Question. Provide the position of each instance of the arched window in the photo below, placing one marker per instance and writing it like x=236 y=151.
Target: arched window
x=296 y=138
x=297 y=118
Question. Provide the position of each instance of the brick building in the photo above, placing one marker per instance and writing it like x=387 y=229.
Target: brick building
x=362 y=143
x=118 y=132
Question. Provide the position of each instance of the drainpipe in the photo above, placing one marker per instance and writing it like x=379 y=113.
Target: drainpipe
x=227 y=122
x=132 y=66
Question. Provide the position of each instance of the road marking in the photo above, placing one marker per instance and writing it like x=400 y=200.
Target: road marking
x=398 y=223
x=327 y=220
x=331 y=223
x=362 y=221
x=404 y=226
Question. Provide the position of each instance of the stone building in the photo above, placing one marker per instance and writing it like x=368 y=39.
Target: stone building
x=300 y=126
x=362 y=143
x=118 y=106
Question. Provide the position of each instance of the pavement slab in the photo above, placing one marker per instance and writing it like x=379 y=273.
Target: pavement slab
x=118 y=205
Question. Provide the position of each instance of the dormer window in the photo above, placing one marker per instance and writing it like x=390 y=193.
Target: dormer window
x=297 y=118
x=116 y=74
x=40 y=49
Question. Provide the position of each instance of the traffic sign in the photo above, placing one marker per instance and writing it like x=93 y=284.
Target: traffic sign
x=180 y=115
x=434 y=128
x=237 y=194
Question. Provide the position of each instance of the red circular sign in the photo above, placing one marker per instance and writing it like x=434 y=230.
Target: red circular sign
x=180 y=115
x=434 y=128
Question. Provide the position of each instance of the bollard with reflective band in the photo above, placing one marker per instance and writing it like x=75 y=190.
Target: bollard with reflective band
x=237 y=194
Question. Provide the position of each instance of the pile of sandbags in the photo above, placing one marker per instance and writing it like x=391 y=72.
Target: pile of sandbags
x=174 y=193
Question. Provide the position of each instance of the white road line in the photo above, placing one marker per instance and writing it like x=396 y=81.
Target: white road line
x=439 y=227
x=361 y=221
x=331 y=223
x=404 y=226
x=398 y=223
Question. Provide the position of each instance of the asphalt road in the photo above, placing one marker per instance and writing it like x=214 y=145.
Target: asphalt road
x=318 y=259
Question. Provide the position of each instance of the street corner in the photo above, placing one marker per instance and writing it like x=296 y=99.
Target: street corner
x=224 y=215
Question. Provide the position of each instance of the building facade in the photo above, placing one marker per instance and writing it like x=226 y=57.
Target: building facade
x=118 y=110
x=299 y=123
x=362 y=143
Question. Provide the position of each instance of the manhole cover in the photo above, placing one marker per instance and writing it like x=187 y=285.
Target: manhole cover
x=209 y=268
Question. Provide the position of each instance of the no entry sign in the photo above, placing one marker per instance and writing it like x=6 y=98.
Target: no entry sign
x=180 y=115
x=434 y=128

────────────────────

** CONSIGNES DE L'EXERCICE **
Mettez sous forme de liste numérotée toutes les lignes des enregistrements ci-dessus, en omettant les lignes vides.

** CORRIGÉ DÉTAILLÉ **
1. Question. Provide the position of each instance of the arched window in the photo below, placing one marker per instance and writing it like x=236 y=151.
2. Target: arched window
3. x=296 y=138
4. x=297 y=118
5. Question. Provide the position of each instance of the brick building in the photo above, placing one marker per instance and writing it like x=387 y=229.
6. Target: brick building
7. x=362 y=143
8. x=118 y=132
9. Question. Provide the position of each instance of the drainpipe in the photo above, placing one marker per instance and writing it like x=379 y=113.
10. Target: drainpipe
11. x=227 y=122
12. x=132 y=66
13. Question. Provide the position of each instance of the road marking in the photo above, placing one marker per instance and writing it like x=400 y=200.
14. Target: road marking
15. x=398 y=223
16. x=327 y=220
17. x=331 y=223
18. x=362 y=221
19. x=404 y=226
20. Question. Provide the position of each instance of the stone building in the photo above, placing one marker per instance and writing it like x=368 y=39.
21. Target: stone building
22. x=300 y=126
23. x=362 y=143
24. x=118 y=106
25. Question. Provide the position of each instance of the pavement slab in the photo above, placing one marker per instance and writing it like x=379 y=273.
26. Target: pavement slab
27. x=118 y=205
28. Question. Provide the position of each instance of the dormer window in the photo above, placing one marker per instance and writing it like x=390 y=193.
29. Target: dormer window
30. x=297 y=118
31. x=116 y=74
32. x=40 y=49
33. Question. Provide the position of each instance of the traffic sign in the photo above, placing one marker per instance and writing it like x=93 y=284.
34. Target: traffic sign
35. x=180 y=115
36. x=434 y=128
37. x=237 y=194
38. Question. Provide the position of each instance of the red circular sign in the photo above, placing one marker per instance and writing it like x=434 y=230.
39. Target: red circular sign
40. x=180 y=115
41. x=434 y=128
42. Question. Provide the position of each instance of the bollard with reflective band in the photo above, placing one marker per instance and writing it like x=75 y=190.
43. Target: bollard with reflective band
44. x=237 y=194
45. Question. Provide the position of each instance of the pile of sandbags in the photo above, placing one marker per instance and writing it like x=391 y=72.
46. Target: pile of sandbags
47. x=174 y=193
48. Question. Provide the position of each instance of the white road line in the photo above, placing one marker per instance and writing it like x=396 y=81.
49. Target: white road line
50. x=439 y=227
51. x=361 y=221
52. x=331 y=223
53. x=404 y=226
54. x=398 y=223
55. Question. Provide the position of each instance of the asphalt road in the photo above, placing one marker per instance and writing it like x=214 y=145.
56. Target: asphalt road
57. x=318 y=259
58. Question. Provide the position of each instance of the street corner in the photo above, placing one marker per instance and writing it like x=296 y=99.
59. Target: street corner
60. x=224 y=215
61. Question. Provide the position of each instance of the building facade in the photo above, placing one marker per instance and writing it like x=226 y=57.
62. Target: building facade
63. x=118 y=110
64. x=299 y=123
65. x=362 y=143
66. Question. Provide the position of each instance of the manhole cover in the photo above, placing one marker per instance and writing it like x=187 y=285.
67. Target: manhole cover
68. x=209 y=268
69. Question. Provide the position of each instance of the no entry sign in the photo above, placing one marker per instance and writing it like x=6 y=98.
70. Target: no entry sign
71. x=180 y=115
72. x=434 y=128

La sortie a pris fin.